● **SHORT TASK**
Turn the listing into a Markdown table with the columns Num and Line, numbering each row and skipping blank lines. Cover only the lines starting with the one containing "entry: rock breakwater" and going on through the one containing "M 127 165 L".

Start of MATERIAL FOR THIS TASK

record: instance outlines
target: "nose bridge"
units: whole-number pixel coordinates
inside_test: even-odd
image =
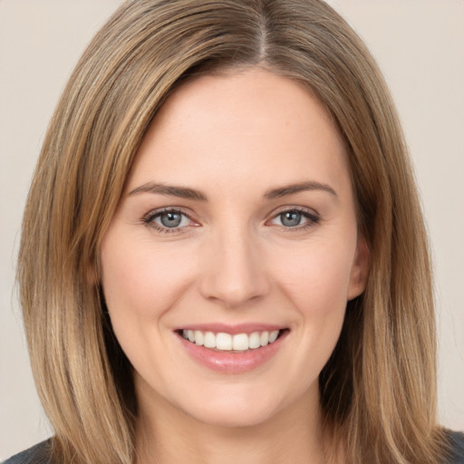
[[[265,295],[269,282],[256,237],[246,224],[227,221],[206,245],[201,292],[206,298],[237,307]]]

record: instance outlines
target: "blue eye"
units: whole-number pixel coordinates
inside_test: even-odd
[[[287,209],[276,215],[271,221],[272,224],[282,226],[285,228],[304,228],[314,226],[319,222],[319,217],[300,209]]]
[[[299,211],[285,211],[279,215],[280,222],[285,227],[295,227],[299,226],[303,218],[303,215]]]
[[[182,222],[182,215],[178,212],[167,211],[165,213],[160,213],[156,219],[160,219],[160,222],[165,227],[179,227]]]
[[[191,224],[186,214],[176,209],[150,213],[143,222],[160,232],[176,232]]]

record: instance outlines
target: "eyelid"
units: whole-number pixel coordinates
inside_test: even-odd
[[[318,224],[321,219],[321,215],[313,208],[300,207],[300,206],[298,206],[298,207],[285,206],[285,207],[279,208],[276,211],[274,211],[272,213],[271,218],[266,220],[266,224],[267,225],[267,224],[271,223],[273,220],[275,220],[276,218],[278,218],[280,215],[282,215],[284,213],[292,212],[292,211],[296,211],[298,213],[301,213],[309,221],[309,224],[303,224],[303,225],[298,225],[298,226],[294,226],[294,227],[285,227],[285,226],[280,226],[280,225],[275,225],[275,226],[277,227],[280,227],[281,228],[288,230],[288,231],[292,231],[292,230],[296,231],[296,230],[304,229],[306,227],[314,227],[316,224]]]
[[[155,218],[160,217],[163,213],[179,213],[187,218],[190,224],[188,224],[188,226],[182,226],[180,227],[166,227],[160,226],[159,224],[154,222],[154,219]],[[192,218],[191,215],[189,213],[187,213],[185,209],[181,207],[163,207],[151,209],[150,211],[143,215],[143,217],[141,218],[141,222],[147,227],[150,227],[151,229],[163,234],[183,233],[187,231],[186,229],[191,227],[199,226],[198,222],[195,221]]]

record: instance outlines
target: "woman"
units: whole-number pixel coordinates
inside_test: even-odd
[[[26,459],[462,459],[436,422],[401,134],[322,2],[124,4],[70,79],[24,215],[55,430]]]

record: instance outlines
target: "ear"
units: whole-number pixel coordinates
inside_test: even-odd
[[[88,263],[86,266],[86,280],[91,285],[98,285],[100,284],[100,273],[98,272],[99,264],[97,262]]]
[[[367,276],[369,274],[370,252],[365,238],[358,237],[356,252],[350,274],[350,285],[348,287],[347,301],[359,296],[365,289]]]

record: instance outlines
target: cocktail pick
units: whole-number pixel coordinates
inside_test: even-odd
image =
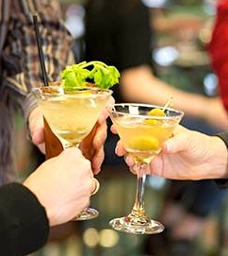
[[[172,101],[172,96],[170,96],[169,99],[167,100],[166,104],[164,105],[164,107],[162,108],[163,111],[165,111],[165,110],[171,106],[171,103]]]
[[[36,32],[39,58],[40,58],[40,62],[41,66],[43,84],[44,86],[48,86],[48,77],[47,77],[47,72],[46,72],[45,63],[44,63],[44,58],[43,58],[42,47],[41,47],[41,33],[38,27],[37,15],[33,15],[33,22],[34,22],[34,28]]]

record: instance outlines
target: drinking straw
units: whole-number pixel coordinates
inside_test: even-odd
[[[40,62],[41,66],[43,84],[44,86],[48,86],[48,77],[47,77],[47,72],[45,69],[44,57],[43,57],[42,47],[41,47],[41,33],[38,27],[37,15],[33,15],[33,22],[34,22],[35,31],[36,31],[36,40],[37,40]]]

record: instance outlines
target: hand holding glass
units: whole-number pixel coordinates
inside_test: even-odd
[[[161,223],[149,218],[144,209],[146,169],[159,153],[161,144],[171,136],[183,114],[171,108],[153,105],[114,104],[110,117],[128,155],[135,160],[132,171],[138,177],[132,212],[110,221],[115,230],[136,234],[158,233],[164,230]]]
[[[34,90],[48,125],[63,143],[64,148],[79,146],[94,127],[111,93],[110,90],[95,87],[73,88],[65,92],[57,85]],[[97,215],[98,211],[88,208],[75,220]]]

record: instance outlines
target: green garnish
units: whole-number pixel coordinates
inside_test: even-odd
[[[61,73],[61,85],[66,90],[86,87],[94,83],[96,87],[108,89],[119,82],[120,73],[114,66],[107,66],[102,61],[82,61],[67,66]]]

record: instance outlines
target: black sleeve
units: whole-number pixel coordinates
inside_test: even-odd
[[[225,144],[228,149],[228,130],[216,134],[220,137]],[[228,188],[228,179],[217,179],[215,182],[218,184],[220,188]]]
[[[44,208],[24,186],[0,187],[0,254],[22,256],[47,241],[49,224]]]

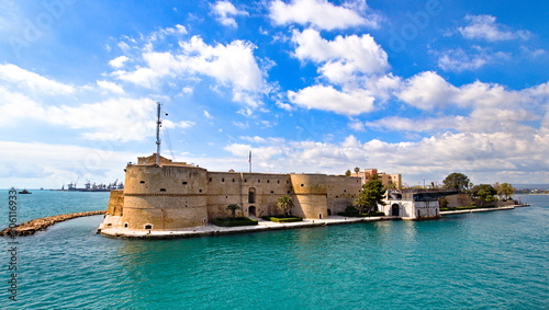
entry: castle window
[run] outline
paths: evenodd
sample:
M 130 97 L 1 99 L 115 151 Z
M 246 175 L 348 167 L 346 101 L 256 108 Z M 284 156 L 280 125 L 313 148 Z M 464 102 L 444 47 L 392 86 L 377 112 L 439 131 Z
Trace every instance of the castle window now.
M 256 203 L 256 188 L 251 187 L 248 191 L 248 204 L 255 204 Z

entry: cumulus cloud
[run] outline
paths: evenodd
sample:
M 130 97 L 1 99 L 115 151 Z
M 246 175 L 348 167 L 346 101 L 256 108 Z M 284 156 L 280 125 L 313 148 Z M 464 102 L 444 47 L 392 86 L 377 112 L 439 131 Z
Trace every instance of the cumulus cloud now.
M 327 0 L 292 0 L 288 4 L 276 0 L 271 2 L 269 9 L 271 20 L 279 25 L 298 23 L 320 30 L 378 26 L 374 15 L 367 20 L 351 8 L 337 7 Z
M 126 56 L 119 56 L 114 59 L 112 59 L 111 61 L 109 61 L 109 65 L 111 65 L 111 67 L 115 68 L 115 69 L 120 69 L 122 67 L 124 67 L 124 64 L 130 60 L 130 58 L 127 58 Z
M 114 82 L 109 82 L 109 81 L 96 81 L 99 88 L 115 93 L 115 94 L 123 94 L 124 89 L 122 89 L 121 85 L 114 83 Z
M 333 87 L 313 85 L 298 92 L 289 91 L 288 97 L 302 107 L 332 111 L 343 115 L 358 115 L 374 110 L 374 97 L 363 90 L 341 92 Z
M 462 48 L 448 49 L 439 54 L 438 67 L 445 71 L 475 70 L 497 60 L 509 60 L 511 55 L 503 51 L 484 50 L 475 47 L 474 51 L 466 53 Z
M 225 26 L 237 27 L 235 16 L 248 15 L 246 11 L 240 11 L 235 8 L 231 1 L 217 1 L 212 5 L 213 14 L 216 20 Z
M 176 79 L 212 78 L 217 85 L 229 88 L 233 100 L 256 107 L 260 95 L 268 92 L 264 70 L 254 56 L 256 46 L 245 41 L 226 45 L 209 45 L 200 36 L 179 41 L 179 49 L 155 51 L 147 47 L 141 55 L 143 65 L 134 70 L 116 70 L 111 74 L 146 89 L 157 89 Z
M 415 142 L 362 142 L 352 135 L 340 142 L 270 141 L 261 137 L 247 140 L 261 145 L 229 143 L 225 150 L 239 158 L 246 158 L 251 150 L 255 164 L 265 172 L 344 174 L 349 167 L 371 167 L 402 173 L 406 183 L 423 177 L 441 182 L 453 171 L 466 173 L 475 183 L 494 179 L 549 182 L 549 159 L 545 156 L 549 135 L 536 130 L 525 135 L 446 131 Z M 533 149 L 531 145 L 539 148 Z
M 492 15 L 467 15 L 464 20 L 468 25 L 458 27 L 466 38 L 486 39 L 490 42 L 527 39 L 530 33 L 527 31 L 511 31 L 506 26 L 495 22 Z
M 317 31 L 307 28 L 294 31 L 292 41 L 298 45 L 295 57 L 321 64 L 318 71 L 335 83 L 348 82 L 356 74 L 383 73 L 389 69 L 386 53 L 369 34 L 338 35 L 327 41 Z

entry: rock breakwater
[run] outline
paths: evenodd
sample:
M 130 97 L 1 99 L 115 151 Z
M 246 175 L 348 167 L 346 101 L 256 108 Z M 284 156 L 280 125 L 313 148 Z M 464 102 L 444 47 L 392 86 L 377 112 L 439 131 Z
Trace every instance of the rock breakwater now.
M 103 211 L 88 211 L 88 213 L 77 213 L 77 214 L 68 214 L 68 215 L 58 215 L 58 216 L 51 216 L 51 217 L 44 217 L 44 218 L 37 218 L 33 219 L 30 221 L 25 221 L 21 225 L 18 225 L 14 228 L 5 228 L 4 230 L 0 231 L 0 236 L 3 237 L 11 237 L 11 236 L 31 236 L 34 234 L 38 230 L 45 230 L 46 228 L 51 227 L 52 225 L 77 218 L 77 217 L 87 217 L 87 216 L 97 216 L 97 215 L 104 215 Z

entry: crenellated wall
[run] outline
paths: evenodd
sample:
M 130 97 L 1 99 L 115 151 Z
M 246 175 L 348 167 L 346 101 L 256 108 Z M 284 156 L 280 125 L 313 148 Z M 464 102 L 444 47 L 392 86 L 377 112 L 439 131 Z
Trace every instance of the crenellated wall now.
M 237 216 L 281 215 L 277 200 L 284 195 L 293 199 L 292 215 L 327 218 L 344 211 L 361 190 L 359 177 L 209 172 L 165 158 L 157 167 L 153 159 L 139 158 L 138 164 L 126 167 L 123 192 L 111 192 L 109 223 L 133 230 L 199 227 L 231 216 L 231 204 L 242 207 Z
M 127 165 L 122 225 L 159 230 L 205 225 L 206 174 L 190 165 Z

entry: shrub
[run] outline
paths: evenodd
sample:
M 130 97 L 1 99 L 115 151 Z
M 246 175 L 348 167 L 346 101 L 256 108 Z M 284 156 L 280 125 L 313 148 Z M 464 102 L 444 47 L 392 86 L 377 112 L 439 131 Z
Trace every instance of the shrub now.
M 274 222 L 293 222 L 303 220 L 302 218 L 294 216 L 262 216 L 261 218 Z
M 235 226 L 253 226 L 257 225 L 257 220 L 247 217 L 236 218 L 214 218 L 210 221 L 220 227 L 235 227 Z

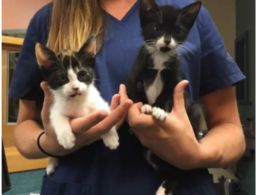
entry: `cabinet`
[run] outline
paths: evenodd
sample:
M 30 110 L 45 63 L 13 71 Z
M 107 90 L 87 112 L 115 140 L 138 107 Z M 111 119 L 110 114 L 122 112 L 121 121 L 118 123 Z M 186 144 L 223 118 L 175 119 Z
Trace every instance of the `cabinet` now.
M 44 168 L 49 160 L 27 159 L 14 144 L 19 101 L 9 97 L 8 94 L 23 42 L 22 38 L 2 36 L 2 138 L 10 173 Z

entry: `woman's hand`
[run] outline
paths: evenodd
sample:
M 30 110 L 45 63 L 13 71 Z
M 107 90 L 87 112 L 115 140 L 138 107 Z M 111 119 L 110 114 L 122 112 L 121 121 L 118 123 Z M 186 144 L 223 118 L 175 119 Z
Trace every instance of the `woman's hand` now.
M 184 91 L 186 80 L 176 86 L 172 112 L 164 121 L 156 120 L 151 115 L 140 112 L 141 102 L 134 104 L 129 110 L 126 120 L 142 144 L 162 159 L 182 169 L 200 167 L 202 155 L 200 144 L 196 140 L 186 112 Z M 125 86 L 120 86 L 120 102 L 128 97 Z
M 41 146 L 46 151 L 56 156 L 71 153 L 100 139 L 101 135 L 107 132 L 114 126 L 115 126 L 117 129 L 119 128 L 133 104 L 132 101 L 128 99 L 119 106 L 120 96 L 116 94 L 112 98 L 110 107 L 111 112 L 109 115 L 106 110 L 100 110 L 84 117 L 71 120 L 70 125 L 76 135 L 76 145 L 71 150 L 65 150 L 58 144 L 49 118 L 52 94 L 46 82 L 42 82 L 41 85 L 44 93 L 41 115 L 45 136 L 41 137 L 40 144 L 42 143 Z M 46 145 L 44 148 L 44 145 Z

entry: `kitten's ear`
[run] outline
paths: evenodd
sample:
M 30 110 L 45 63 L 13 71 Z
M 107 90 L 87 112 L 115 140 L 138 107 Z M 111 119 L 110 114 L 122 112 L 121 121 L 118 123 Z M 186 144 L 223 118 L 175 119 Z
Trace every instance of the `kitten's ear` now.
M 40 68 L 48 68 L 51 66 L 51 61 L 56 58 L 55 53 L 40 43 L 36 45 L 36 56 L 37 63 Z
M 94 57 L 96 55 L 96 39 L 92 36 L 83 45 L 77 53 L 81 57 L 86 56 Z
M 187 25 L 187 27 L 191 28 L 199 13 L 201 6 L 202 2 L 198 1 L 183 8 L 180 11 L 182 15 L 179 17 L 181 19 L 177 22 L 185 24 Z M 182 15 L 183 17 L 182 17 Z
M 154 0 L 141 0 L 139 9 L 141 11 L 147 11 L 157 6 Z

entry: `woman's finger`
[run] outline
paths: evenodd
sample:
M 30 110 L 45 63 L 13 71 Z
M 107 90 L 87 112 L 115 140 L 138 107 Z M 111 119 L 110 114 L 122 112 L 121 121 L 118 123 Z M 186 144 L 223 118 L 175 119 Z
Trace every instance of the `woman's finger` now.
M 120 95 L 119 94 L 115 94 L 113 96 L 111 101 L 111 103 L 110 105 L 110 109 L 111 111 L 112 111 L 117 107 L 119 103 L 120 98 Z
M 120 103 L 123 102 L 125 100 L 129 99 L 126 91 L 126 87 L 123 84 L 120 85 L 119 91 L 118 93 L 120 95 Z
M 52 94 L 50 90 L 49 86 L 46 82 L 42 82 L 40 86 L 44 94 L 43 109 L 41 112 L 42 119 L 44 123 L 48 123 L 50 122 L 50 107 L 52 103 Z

End of MATERIAL FOR THIS TASK

● **EXERCISE SOLUTION**
| Num | Line |
|---|---|
| 1 | entry: rock breakwater |
| 2 | [run] outline |
| 3 | paths: evenodd |
| 4 | sample: |
| 5 | M 130 97 L 1 99 L 115 151 Z |
| 6 | M 246 175 L 348 167 L 346 101 L 256 108 Z M 284 156 L 280 125 L 313 148 Z M 464 102 L 444 47 L 392 86 L 377 112 L 439 131 Z |
| 7 | Trace every instance of the rock breakwater now. |
| 8 | M 103 211 L 88 211 L 88 213 L 77 213 L 77 214 L 68 214 L 68 215 L 58 215 L 58 216 L 51 216 L 51 217 L 44 217 L 44 218 L 37 218 L 33 219 L 30 221 L 25 221 L 21 225 L 18 225 L 14 228 L 5 228 L 4 230 L 0 231 L 0 236 L 3 237 L 11 237 L 11 236 L 31 236 L 34 234 L 38 230 L 45 230 L 46 228 L 51 227 L 52 225 L 77 218 L 77 217 L 87 217 L 87 216 L 97 216 L 97 215 L 104 215 Z |
| 9 | entry: crenellated wall |
| 10 | [run] outline |
| 11 | paths: evenodd |
| 12 | sample: |
| 13 | M 130 97 L 1 99 L 115 151 Z |
| 14 | M 246 175 L 348 167 L 346 101 L 256 108 Z M 284 156 L 280 125 L 313 148 Z M 464 102 L 444 47 L 392 86 L 377 112 L 439 131 Z |
| 15 | Trace every instance of the crenellated wall now. |
| 16 | M 237 216 L 281 215 L 277 200 L 284 195 L 293 199 L 292 215 L 327 218 L 344 211 L 361 190 L 359 177 L 209 172 L 165 158 L 157 167 L 153 159 L 139 158 L 138 164 L 126 167 L 123 192 L 111 192 L 109 223 L 133 230 L 199 227 L 231 216 L 231 204 L 242 207 Z |
| 17 | M 127 165 L 122 225 L 159 230 L 205 225 L 206 174 L 190 165 Z |